Records from a dataset:
******************************

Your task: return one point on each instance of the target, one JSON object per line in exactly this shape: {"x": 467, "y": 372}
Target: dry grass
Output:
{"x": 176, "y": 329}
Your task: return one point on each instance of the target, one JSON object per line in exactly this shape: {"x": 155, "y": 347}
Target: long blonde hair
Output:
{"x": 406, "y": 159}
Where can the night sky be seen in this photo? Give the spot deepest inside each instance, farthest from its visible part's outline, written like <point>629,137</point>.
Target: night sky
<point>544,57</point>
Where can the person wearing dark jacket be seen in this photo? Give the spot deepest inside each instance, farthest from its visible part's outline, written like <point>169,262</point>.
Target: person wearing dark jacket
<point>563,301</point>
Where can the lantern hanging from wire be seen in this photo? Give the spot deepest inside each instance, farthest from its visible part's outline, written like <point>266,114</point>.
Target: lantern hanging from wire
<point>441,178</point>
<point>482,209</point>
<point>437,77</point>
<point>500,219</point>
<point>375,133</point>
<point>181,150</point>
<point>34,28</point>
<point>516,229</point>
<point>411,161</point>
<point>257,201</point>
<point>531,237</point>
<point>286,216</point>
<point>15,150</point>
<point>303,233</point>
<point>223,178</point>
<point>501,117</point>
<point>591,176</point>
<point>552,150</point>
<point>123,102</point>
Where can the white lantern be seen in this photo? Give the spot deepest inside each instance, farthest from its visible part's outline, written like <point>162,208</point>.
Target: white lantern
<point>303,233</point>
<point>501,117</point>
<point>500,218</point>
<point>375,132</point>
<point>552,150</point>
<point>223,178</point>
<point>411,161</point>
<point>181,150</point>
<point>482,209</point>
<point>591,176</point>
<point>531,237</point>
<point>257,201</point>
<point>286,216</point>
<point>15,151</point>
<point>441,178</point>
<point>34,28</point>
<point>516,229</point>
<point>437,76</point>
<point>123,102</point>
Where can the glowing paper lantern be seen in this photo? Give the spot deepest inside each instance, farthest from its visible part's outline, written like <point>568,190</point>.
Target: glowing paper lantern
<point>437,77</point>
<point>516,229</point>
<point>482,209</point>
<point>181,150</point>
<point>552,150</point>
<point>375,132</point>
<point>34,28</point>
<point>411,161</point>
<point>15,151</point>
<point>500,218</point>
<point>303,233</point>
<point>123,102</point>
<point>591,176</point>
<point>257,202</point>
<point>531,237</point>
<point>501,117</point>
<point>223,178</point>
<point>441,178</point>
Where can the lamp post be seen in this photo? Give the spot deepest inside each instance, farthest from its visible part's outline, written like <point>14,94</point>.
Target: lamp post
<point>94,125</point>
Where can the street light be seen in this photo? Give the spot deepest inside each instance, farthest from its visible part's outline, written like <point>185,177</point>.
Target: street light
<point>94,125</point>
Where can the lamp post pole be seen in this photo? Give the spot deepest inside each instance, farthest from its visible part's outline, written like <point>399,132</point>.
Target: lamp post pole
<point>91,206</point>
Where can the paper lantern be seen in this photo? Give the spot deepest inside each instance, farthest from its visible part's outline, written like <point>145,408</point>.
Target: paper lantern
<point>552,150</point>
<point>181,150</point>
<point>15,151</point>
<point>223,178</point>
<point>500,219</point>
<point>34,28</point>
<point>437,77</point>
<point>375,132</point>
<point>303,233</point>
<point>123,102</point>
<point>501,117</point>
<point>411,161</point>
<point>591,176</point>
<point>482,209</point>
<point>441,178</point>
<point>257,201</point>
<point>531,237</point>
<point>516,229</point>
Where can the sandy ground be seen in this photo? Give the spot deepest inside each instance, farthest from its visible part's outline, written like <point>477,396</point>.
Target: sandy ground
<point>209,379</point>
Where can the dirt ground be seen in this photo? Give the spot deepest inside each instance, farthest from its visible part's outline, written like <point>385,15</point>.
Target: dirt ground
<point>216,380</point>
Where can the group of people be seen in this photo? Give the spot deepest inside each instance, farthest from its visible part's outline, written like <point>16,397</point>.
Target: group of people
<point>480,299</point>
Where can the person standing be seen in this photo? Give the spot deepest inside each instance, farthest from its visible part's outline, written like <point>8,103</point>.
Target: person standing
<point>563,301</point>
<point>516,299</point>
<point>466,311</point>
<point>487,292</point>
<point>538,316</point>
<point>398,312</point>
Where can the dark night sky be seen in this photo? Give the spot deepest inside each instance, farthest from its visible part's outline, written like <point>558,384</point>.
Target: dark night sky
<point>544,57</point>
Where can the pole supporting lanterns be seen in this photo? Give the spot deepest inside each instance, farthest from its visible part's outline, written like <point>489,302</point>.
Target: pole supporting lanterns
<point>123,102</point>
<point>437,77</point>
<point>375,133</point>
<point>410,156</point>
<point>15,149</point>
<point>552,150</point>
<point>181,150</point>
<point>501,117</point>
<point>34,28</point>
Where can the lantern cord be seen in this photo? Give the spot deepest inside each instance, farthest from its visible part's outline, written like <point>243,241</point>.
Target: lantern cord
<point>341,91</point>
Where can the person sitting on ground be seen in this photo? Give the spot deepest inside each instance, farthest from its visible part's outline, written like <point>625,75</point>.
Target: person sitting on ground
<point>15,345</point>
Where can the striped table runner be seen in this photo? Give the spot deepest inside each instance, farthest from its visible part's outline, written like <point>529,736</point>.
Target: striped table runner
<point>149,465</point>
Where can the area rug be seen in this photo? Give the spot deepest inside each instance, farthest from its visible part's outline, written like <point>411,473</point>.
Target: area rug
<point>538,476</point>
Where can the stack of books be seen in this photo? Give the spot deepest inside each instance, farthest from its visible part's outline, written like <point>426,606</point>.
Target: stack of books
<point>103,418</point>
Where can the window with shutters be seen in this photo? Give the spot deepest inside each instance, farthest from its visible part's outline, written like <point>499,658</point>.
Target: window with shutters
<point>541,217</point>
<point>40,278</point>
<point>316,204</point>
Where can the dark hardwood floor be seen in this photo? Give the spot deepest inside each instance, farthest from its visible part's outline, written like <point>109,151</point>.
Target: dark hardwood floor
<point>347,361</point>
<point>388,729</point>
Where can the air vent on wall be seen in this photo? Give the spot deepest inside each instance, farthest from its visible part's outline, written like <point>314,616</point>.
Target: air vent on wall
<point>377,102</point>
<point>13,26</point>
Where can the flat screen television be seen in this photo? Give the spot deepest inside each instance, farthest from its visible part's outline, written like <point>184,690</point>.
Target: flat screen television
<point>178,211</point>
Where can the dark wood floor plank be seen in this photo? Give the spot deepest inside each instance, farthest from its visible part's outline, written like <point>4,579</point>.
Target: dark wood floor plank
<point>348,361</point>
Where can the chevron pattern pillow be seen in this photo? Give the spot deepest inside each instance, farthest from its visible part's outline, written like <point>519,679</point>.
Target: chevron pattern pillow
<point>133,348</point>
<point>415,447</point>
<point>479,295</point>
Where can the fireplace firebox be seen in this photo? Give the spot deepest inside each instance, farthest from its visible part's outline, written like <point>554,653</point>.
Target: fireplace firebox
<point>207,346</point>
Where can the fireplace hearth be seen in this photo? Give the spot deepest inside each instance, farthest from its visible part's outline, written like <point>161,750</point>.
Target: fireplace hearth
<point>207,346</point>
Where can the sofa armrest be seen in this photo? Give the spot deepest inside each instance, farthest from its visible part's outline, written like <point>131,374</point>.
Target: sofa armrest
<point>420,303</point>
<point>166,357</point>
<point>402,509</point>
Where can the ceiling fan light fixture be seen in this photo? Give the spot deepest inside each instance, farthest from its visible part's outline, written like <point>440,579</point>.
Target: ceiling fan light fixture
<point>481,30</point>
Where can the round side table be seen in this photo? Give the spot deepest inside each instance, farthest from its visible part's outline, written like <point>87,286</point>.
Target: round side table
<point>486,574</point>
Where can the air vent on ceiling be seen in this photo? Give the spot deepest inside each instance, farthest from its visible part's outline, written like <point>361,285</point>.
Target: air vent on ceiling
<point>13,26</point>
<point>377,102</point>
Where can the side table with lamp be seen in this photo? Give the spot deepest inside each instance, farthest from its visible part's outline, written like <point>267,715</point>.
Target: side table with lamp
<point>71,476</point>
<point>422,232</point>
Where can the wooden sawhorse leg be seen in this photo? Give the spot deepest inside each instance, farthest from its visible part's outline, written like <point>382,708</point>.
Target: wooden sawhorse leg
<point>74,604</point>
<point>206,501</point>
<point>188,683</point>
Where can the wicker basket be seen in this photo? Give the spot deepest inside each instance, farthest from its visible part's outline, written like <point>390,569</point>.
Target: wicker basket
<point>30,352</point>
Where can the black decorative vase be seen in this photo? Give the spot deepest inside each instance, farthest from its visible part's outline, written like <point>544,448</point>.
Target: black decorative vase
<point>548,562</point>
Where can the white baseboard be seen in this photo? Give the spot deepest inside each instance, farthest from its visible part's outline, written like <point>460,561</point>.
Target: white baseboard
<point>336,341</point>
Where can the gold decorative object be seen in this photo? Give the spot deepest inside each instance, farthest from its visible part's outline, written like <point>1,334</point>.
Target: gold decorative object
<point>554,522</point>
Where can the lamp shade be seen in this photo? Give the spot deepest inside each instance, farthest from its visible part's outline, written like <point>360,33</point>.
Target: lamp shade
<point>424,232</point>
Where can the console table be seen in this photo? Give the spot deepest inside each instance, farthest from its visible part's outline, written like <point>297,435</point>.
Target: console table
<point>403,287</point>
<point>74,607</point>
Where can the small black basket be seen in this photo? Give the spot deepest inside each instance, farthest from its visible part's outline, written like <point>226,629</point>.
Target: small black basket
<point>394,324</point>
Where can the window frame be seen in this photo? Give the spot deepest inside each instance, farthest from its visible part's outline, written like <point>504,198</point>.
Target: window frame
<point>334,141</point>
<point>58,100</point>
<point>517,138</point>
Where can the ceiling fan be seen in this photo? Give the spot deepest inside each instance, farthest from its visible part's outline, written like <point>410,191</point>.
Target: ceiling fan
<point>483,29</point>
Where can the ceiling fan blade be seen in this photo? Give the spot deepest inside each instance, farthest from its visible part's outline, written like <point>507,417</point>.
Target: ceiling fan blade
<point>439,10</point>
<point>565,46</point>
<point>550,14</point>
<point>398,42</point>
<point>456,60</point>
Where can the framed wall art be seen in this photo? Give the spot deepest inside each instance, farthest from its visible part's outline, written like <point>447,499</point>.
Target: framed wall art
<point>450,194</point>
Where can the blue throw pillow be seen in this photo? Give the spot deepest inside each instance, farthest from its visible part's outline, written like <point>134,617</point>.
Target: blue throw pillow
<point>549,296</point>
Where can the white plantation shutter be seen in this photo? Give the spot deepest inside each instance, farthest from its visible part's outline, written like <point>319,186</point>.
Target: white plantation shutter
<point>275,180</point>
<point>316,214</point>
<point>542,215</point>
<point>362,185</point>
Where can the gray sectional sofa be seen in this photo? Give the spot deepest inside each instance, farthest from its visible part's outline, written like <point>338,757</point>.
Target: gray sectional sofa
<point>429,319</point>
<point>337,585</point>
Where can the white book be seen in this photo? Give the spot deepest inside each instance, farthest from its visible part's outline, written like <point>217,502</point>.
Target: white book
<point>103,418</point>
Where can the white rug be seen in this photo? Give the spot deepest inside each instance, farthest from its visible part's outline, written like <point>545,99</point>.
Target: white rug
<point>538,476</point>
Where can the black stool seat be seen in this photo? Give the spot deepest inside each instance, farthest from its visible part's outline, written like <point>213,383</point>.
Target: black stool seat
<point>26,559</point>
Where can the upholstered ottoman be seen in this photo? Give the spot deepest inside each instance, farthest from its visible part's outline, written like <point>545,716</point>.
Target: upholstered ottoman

******************************

Goal of the exercise: Considering only the data above, return the lines in which "Your" occurs.

Answer below:
Your task: return one point on each instance of the target, one JSON object per line in exactly this shape: {"x": 467, "y": 372}
Your task: return one point on each instance of the target, one JSON object per line in exactly this shape: {"x": 155, "y": 347}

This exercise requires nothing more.